►

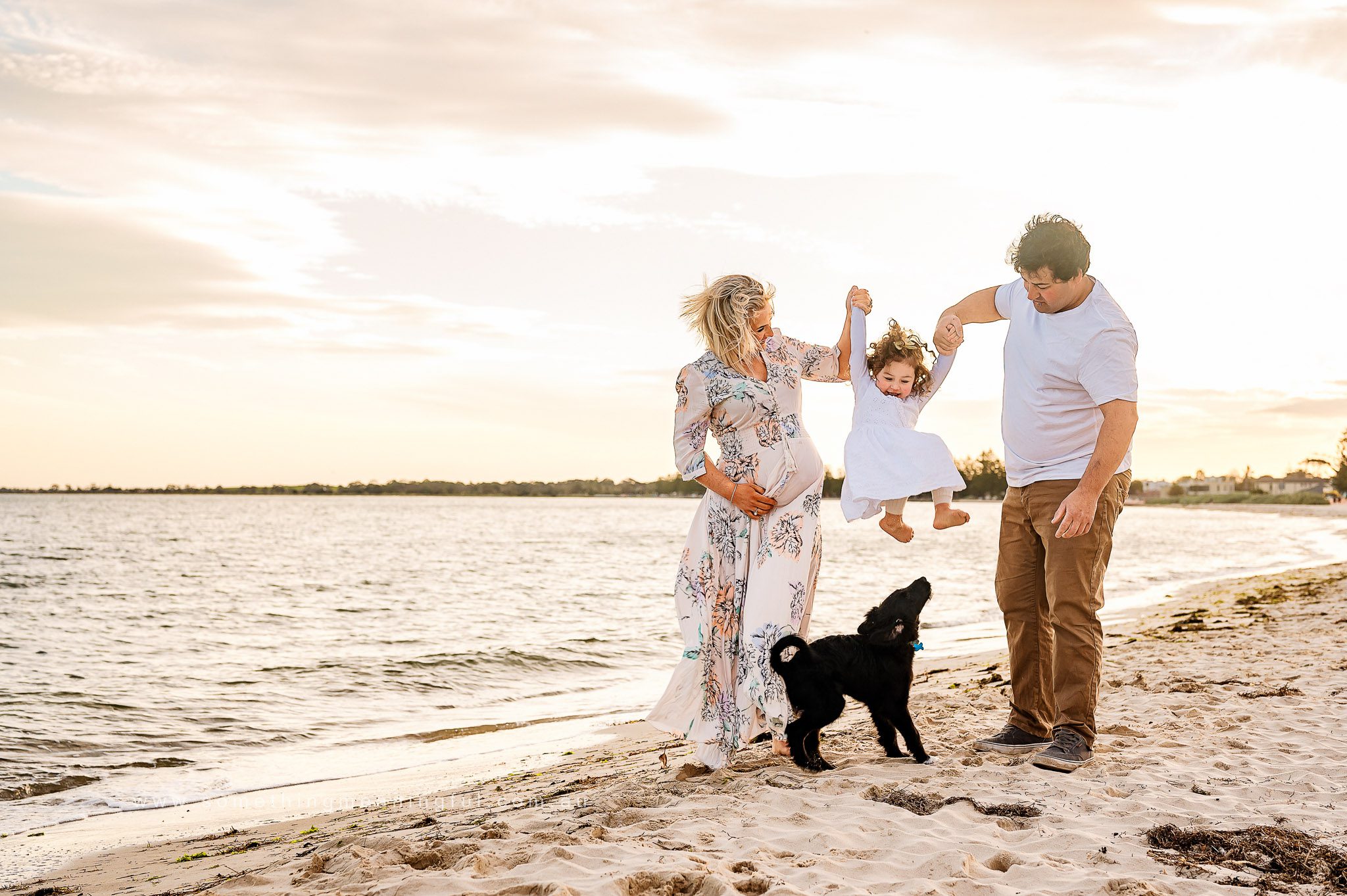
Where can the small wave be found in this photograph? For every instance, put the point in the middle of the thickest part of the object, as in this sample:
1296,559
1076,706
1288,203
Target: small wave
164,762
42,789
446,734
508,658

◄

Present the data above as a Markdown table with the columns No. and Text, giving each line its row number and skipping blank lines. Leave the pictures out of the table.

| No. | Text |
|---|---|
| 1 | Where can the small wave be found in this photograph? For every instance, put the point in the middle of the thickest part of the object, as in this sample: |
| 2 | 1296,559 |
| 3 | 1076,706 |
| 4 | 1288,203 |
| 5 | Target: small wave |
| 6 | 164,762 |
| 7 | 42,789 |
| 8 | 446,734 |
| 9 | 508,658 |